──────── Texto de lectura

Miró hacia el aire y le pareció que todo se confabulaba para recibirlo y vio el rosa de la diosa Aurora y sintió el renacer de sí mismo en la nueva caída.

Isabel

Música en la tarde

Cristalinas, sonaban las notas en la tarde.
Eran como brillantes suspiros del aire y arco-iris de luz, belleza y creación.
Dedos invisibles –precisos y sabios–, interpretaban su música interior en la danza del tiempo.
Sus sonidos eran su voz y las palabras que el alma dirigía en silencio a los oídos de los otros; pero no siempre estaban preparados para reconocer el idioma del alma –entre los ruidos, la prisa y la huida de sí mismos–, de forma que la voz, llena de melodías infinitas, de frases moduladas para cada instante, de cristalinos timbres y delicados acentos, quedaba oculta entre el tráfago de tormentas y vendavales que asolaban el posible equilibrio y el nacimiento de una paz que todos anhelaban, y pocos buscaban de verdad en sus vidas.

────────────────
──────── Registros

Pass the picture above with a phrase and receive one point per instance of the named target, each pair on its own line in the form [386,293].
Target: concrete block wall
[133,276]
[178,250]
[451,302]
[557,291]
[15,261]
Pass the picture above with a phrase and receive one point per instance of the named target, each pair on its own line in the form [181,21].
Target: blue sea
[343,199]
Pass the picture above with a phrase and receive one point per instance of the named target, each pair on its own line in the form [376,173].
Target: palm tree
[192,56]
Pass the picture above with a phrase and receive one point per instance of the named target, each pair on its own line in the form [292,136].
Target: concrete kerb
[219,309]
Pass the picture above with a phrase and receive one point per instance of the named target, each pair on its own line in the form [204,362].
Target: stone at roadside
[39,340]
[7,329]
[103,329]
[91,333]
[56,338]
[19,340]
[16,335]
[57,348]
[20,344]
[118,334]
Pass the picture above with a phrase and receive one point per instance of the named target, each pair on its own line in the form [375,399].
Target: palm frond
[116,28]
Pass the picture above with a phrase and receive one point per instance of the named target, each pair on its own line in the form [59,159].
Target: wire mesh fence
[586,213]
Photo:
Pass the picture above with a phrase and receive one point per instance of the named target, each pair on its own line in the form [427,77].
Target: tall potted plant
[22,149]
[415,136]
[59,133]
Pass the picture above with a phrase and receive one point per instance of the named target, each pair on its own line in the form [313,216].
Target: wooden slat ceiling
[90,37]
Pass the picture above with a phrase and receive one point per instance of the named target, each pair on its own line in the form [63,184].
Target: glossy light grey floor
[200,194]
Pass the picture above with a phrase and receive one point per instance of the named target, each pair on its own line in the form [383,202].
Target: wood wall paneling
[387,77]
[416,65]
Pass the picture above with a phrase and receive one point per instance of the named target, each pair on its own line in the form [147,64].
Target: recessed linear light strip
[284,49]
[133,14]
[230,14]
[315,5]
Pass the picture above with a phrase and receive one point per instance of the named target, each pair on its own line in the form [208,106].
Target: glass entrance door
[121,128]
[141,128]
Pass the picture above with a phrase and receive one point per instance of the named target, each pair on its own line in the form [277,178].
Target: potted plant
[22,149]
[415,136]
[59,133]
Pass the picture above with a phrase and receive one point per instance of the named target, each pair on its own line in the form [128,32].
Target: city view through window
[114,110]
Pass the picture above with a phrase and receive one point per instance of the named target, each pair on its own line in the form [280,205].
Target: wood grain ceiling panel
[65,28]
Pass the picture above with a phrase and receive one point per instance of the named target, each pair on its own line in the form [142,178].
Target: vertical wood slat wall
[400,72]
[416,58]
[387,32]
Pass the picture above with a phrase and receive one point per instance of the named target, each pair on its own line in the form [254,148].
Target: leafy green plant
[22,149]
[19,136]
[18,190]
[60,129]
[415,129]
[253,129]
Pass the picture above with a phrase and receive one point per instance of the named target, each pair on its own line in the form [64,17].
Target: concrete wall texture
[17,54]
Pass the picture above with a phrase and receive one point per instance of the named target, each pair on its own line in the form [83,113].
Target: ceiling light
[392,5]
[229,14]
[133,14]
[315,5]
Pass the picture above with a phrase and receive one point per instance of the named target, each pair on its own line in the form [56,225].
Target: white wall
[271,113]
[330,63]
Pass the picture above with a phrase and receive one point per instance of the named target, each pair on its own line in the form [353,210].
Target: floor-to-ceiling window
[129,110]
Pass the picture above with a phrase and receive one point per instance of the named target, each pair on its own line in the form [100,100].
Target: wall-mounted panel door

────────────────

* _Instrucciones_
- 1) Transcribe del texto de lectura, tal cual aparece, el fragmento que va de "Miró hacia el" a "danza del tiempo.".
- 2) Según el texto sobre la música en la tarde, ¿qué interpretaban los dedos invisibles en la danza del tiempo?
- 3) Prolonga el texto sobre la música en la tarde a partir de su última oración.

* _Respuestas esperadas_
- 1)
Miró hacia el aire y le pareció que todo se confabulaba para recibirlo y vio el rosa de la diosa Aurora y sintió el renacer de sí mismo en la nueva caída.

Isabel

Música en la tarde

Cristalinas, sonaban las notas en la tarde.
Eran como brillantes suspiros del aire y arco-iris de luz, belleza y creación.
Dedos invisibles –precisos y sabios–, interpretaban su música interior en la danza del tiempo.

- 2) Su música interior.

- 3)
Callaban, pero no guardaban silencio, sólo planes, obligaciones, miedos, recuerdos, presiones, deseos de huida… los atravesaban como rayos fúlgidos, estruendosos y constantes, y quemaban cualquier otra posibilidad de renacer y ver y sentir la creación.
Las notas continuaban creándose, fieles a su voz, necesarias para la esperanza, tras tanta dispersión y escasez de armonía.
Algunas veces parecía que hasta el aire y el viento hubieran perdido su brújula y ya –desconfiando de su valor y sentido– dejaran que el caos los guiara hacia la nada de su ser, hacia el mutismo voluntario; pero el alma de la vida necesitaba expresar su voz de luz, su alegría y vocación de cosmos en su empeño de canto y expresión, así que, aquella tarde, de nuevo el aire lo intentó.
Fue aquella tarde: se oyeron llegar, desde el principio, desde la raíz incomprensible y genuina. Las nuevas notas, eternas voces de su centro, guiaban la vida por doquier hacia sí misma, hacia su voz interna–reconducida voz del alma que volvía a cantar desde su esencia–, su propia y verdadera vocación, y era tal su poder, tal su seductora majestad, que los oídos se rindieron a la evidencia de aquella belleza que los llevaba por caminos invisibles e íntimas sendas hacia su fe primera y su encuentro más feliz. Comprendieron por fin, y el aire supo que nunca más volvería a dudar de su verdad y su palabra, y sonó, y cantó, y creó, y aceptó la belleza de su canto y de su amor.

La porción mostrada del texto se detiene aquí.